● **What you should do**: Print all of the entries exactly, minus the pictures.

● **Data lines**:
· · · ·
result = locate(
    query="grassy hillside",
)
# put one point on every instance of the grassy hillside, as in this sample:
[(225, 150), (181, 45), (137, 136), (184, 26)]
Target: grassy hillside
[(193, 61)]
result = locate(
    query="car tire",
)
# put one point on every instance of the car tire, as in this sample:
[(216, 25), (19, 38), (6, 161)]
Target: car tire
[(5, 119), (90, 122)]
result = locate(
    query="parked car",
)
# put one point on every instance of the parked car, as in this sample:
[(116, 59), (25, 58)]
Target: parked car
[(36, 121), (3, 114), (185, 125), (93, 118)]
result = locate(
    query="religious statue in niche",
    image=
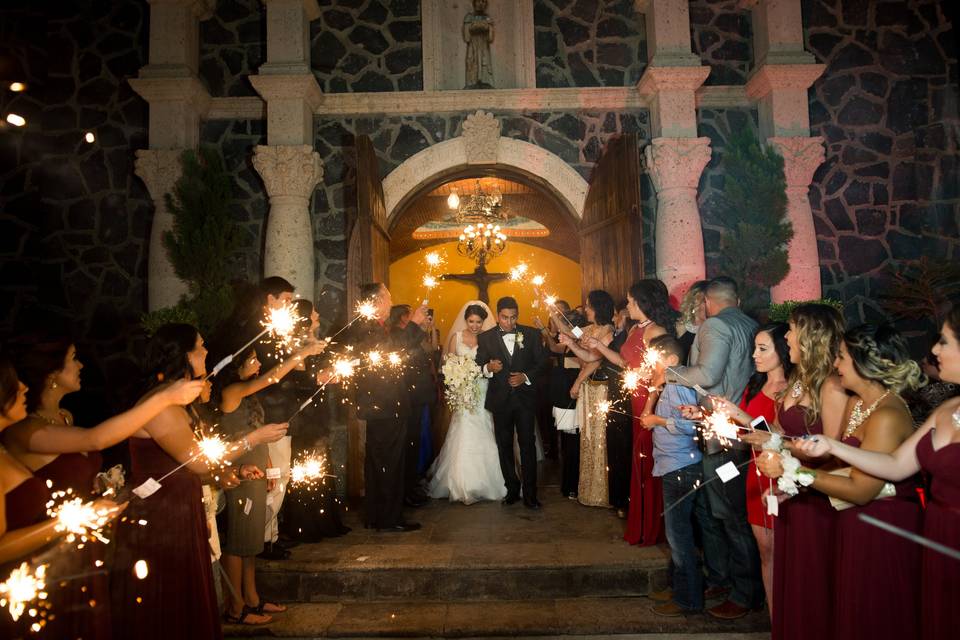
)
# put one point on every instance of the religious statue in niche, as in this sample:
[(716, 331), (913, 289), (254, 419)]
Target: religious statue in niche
[(478, 34)]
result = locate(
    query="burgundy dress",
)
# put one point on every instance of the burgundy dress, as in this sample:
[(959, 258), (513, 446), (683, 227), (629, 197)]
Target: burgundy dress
[(26, 505), (176, 599), (940, 575), (804, 555), (644, 518), (877, 573), (82, 605), (759, 405)]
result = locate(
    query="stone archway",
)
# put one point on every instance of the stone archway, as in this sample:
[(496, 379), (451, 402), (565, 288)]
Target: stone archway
[(482, 145)]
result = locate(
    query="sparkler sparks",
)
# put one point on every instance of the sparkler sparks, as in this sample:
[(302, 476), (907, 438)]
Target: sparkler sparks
[(23, 586)]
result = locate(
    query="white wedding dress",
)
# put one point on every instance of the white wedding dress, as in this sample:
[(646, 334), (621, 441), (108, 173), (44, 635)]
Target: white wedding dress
[(468, 467)]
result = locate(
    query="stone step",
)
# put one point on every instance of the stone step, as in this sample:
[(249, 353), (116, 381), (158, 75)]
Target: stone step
[(496, 618)]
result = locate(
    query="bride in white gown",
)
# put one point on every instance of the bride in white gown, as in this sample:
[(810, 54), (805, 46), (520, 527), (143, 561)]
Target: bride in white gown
[(468, 467)]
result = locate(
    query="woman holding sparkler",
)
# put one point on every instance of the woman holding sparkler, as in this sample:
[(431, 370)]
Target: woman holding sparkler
[(176, 598), (933, 448)]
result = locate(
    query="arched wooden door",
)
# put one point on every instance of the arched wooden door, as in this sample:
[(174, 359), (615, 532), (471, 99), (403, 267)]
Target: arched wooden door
[(368, 260), (611, 231)]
· · · ·
● **Solution to this exercise**:
result = locate(
    query="grassy hillside",
)
# put one point on every instance of the grassy hillside, as in this sample:
[(225, 150), (181, 45), (137, 136), (184, 26)]
Target: grassy hillside
[(193, 61)]
result = locate(
    query="car tire",
)
# put one point on every instance of the car tire, as in this sample:
[(216, 25), (19, 38), (6, 161)]
Target: car tire
[(5, 119), (90, 122)]
result = locate(
    query="parked car",
)
# put one point on every instance of the parked car, as in this sample:
[(116, 59), (25, 58)]
Target: parked car
[(36, 121), (3, 114), (185, 125), (93, 118)]
result = locate(
    query="religious statue in niche",
    image=
)
# put one point on every instance of the religious statue in niche, as in this sample:
[(716, 331), (913, 289), (254, 419)]
Target: religious statue in niche
[(478, 34)]
result = locate(
    query="burgundy dress",
)
# put one point on every instance of the burgundy dress, as in this sample:
[(959, 258), (513, 446), (683, 227), (629, 197)]
Target: burgundy dress
[(26, 505), (176, 599), (940, 575), (804, 555), (644, 518), (877, 573), (82, 605), (759, 405)]
result = locate(
    query="stone archway",
)
# put one point on every instance of the stone archway, as in this sample:
[(496, 379), (451, 402), (565, 288)]
Target: stone archway
[(482, 145)]
result = locate(
    query="sparkler sparks",
)
# put one point on every instance of the sparkler sparks, as in this sample:
[(302, 476), (907, 438)]
Target: sparkler sparks
[(23, 586)]
result = locate(
    query="white wedding dress",
)
# put one point on every instance of the white wedding dress, as in this sample:
[(646, 334), (621, 441), (108, 173), (44, 635)]
Target: white wedding dress
[(468, 467)]
result = locate(
    query="stone step",
)
# put one point on every instance of the stone step, as in this sample:
[(249, 353), (116, 381), (158, 75)]
Target: stone step
[(496, 618)]
result = locate(
    query="bride in white gown",
)
# put one point on every instance of the bride in white gown, as in this sample:
[(810, 54), (805, 46), (520, 527), (143, 561)]
Target: bride in white gown
[(468, 467)]
result = locate(
    query="woman holding sparkler",
)
# put one point on every instance of the woman holding sparkler, as in this sample:
[(431, 370)]
Target: woman holding sparkler
[(176, 598), (933, 448)]
result = locate(
    query="arched wooden door",
)
# put one point on every instance of the arched wooden door, as in this sample:
[(174, 359), (615, 532), (471, 99), (403, 267)]
Target: arched wooden door
[(368, 260), (611, 231)]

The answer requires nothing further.